Reproduce the data in its entirety, exactly as supplied.
═════ MATERIAL FOR THE TASK
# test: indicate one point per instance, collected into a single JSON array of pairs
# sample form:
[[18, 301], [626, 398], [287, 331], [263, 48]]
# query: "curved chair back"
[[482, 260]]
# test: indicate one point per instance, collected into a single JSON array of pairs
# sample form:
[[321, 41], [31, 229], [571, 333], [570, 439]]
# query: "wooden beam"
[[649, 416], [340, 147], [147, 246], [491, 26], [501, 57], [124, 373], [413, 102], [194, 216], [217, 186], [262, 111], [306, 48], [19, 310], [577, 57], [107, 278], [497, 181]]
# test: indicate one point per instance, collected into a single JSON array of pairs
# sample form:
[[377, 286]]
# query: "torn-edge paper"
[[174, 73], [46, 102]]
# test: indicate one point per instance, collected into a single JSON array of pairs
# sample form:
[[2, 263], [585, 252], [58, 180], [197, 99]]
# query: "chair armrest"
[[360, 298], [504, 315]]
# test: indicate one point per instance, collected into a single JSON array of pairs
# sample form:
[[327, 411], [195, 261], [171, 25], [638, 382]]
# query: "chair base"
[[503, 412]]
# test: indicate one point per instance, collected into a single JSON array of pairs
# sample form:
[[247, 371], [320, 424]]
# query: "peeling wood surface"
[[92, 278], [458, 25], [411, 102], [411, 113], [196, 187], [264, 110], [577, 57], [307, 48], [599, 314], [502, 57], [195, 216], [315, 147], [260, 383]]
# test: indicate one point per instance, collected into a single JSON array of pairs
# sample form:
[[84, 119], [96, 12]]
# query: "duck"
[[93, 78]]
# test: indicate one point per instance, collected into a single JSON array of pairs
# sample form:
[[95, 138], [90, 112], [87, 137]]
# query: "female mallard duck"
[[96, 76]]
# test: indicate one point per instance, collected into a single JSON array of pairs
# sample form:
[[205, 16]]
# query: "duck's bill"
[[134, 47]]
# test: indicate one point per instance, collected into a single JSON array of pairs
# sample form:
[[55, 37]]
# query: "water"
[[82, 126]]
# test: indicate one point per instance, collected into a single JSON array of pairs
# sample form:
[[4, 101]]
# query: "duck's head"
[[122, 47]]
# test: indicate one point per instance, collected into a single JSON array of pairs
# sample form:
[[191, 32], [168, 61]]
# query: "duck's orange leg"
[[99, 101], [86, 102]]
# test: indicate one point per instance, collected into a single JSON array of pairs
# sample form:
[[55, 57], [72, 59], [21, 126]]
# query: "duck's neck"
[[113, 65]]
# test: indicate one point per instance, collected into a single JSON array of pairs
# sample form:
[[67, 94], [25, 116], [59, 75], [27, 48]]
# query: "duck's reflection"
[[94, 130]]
══════════
• FULL SOLUTION
# test: indicate one point per instance, collected into a single JSON array of pairs
# sample form:
[[18, 301], [626, 398], [287, 331], [263, 48]]
# query: "curved chair back"
[[482, 260]]
# test: indicate one point per instance, collected into a single JSON array of pairs
# sample form:
[[321, 41], [31, 229], [571, 333], [570, 439]]
# query: "wooden beam"
[[649, 416], [340, 147], [147, 246], [491, 26], [501, 57], [124, 373], [413, 102], [194, 216], [217, 186], [262, 111], [306, 48], [19, 310], [577, 57], [107, 278], [497, 181]]
# test: indicate one point per instance, collected into a single JSON array of pairs
# sample form:
[[377, 286]]
# query: "torn-edge paper"
[[174, 73], [46, 102]]
# test: indicate one point per instance, collected into a single JSON array of pairs
# sample form:
[[2, 263], [585, 252], [58, 180], [197, 99]]
# query: "chair armrest"
[[360, 298], [504, 315]]
# test: indicate one point per instance, collected into a single JSON array of pairs
# sample form:
[[327, 411], [195, 261], [171, 25], [638, 382]]
# query: "chair base"
[[503, 412]]
# test: indicate one point per instance, collected into a single JSON array of pairs
# sample form:
[[247, 371], [320, 424]]
# query: "peeling wood surface"
[[92, 278], [458, 25], [411, 102], [411, 113], [196, 187], [264, 110], [577, 57], [307, 48], [599, 314], [502, 57], [195, 216], [315, 147], [260, 383]]
# test: indicate one point per instance, collected into a single JSON array of pairs
# sample form:
[[84, 119], [96, 12]]
# query: "duck"
[[93, 78]]
# test: indicate one point per instance, collected into a single JSON array of pairs
# sample form:
[[95, 138], [90, 112], [87, 137]]
# query: "female mallard duck"
[[96, 76]]
# test: indicate one point per instance, collected into a single JSON array of pairs
# sample form:
[[205, 16]]
# query: "duck's bill"
[[134, 47]]
# test: indicate one point per instance, collected into a single JSON array of pairs
# sample form:
[[55, 37]]
# query: "water"
[[82, 126]]
# test: indicate one point per instance, collected into a single JSON array of pairs
# sample form:
[[4, 101]]
# query: "duck's head"
[[122, 47]]
# test: indicate one point per instance, collected into a single JSON array of pairs
# sample form:
[[191, 32], [168, 61]]
# query: "duck's orange leg"
[[99, 101], [86, 102]]
# test: indicate one point per instance, collected into a single JSON array of pairs
# sample form:
[[55, 57], [72, 59], [21, 126]]
# query: "duck's neck"
[[113, 65]]
# test: indicate one point per instance, collected into a single JSON array of pairs
# sample form:
[[67, 94], [25, 116], [59, 75], [27, 48]]
# query: "duck's reflection"
[[94, 130]]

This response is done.